[[ Passage provided, beginning ]]
Opinion
I. Introduction
This appeal arises out of plaintiff Scott R. Mayer’s wrongful termination by defendant Multistate Legal Studies, Inc. Plaintiff contends that the trial *1431 court awarded inadequate damages. We agree and reverse for further proceedings. Specifically, we conclude that the trial court incorrectly ruled that plaintiff was precluded as a matter of law from recovering any contract damages for the period during which he received disability benefits. We further conclude in the unpublished portion of this decision that plaintiff may recover as part of his breach of contract damages the present value of any pension benefits to which he would be entitled under his contract notwithstanding the preemption provisions of the Employee Retirement Income Security Act of 1974 (29 U.S.C. § 1001 et seq.) (hereafter ERISA).
II. Factual and Procedural Background
In August of 1990, defendant, the third largest bar review company in California, hired plaintiff away from BarPassers, a major competitor, to be its regional sales manager in Northern California. Although plaintiff never passed the California Bar Examination despite numerous tries, he was a successful sales manager for BarPassers.
Plaintiff and defendant entered into a written three-year employment contract that provided for salary and guaranteed commissions of $60,000 for the first year, $67,500 for the second year, and $75,000 for the third year. Plaintiff’s compensation was structured in this manner in order to account for seasonal cash flow in the industry. The contract also required defendant to contribute 15 percent of plaintiff’s yearly “salary” into a pension plan. 1
Defendant fired plaintiff on June 19, 1992, with approximately 14 months remaining under the employment contract. The trial court ruled that plaintiff’s termination was wrongful. We need not detail the facts underlying this finding, since defendant does not challenge it and the issues raised on appeal relate solely to the amount of plaintiff’s damages.
[[ Passage provided, end ]]
[[ Listed entries, beginning ]]
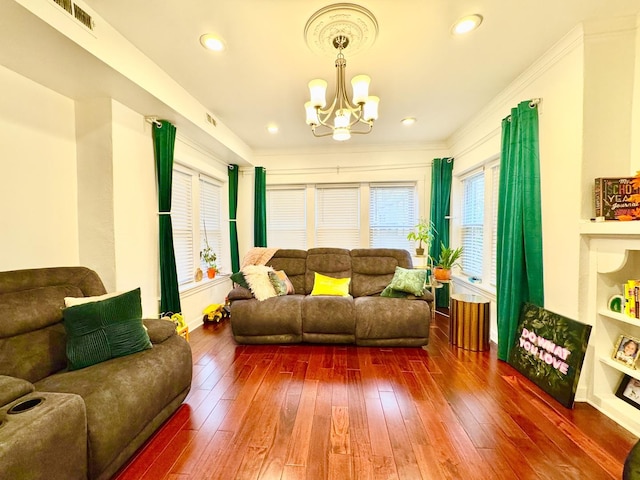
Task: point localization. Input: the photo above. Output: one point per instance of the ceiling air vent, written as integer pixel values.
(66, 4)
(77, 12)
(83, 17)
[[ Listed entries, end ]]
[[ Listed entries, beginning ]]
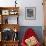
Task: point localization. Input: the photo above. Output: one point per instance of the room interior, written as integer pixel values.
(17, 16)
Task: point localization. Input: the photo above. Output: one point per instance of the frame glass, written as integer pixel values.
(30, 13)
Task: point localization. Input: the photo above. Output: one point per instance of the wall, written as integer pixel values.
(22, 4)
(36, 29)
[[ Listed entries, end ]]
[[ Listed entries, beginning ]]
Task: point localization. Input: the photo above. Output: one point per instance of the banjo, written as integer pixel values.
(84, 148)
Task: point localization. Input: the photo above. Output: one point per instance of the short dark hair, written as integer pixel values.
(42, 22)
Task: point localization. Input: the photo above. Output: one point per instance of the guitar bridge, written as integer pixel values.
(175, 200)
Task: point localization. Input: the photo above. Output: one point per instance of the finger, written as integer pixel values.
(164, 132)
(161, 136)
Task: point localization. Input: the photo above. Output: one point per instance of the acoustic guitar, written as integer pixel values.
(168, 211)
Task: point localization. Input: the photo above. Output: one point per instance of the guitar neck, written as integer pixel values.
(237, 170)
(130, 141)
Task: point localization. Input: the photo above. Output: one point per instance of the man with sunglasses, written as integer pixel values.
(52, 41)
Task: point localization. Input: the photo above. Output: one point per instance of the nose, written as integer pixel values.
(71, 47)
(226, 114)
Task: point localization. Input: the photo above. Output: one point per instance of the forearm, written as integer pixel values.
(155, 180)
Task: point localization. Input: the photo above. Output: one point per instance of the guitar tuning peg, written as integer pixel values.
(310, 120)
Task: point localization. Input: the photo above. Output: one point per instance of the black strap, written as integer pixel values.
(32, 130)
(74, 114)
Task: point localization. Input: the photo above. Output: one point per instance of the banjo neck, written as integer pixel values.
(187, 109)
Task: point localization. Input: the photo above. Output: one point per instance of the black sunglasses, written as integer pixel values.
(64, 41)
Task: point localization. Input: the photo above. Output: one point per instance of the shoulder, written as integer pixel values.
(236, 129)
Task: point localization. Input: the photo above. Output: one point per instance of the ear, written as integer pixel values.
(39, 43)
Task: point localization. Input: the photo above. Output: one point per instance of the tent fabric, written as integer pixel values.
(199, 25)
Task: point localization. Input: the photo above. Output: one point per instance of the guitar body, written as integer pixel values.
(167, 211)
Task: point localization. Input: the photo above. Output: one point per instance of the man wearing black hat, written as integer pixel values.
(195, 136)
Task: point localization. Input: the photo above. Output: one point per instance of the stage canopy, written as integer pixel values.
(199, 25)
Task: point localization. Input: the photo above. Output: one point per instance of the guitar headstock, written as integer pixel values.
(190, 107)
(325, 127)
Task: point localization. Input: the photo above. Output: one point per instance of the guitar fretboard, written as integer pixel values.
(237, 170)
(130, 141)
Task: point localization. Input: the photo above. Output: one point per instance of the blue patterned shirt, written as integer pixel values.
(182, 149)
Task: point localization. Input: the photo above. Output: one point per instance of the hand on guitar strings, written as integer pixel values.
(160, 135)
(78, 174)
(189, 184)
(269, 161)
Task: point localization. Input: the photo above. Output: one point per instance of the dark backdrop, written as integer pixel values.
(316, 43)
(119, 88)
[[ Listed entries, end ]]
**What needs to be done:** In the court opinion, on what date was the plaintiff fired by the defendant?

**Problem solution:** June 19, 1992.